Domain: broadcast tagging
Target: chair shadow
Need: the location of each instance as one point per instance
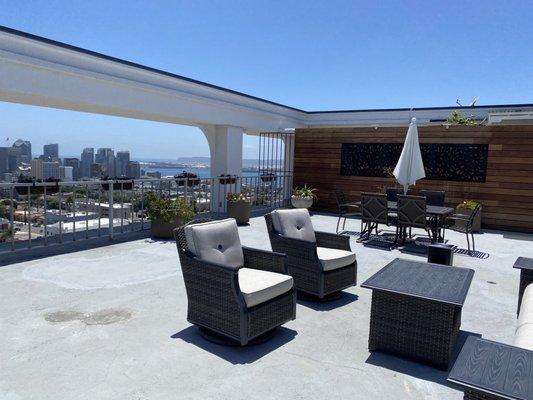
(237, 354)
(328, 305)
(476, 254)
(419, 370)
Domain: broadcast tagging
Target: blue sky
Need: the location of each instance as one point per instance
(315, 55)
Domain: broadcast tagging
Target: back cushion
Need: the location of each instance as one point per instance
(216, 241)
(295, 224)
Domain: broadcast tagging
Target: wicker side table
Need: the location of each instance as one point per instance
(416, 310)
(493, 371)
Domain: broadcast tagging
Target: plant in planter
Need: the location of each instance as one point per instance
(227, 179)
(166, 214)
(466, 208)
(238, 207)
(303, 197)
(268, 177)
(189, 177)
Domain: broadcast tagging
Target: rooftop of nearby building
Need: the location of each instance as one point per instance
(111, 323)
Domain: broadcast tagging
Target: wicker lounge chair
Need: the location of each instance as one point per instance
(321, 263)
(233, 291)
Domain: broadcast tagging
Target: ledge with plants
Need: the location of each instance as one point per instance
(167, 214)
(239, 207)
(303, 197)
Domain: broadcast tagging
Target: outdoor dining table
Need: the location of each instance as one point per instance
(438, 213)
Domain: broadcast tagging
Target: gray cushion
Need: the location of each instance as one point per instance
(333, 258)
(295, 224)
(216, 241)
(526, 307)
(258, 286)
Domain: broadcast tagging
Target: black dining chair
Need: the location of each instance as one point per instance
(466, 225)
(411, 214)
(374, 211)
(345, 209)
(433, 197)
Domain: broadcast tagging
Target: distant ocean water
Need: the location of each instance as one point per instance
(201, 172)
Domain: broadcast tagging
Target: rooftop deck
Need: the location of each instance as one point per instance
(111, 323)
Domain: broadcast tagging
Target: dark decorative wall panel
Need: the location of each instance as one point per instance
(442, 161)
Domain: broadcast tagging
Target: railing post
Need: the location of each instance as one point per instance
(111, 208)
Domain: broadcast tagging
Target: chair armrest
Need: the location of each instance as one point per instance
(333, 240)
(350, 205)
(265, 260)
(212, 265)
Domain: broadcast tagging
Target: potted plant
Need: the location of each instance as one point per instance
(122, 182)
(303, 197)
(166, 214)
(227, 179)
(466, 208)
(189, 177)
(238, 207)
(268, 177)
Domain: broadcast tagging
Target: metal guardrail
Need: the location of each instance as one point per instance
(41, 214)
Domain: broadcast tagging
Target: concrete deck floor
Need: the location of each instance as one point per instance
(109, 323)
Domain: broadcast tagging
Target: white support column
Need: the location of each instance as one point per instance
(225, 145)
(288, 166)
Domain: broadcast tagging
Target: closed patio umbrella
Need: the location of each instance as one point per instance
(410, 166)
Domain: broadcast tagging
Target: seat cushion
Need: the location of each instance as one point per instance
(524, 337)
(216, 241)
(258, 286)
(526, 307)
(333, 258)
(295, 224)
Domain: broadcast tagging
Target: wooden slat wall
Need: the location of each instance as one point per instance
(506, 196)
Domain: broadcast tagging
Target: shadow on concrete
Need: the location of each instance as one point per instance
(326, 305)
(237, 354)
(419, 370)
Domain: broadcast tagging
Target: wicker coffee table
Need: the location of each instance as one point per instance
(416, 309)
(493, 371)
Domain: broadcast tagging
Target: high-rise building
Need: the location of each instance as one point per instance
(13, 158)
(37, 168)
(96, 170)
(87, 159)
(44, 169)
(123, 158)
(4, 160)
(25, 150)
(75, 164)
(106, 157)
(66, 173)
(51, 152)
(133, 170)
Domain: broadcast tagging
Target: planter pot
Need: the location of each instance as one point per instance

= = = = =

● What is being asked:
From the listing above, pull out every line that contains the string "concrete". Case counts, so match only that exact capitalization.

● Exercise response:
Target: concrete deck floor
Target: shadow on concrete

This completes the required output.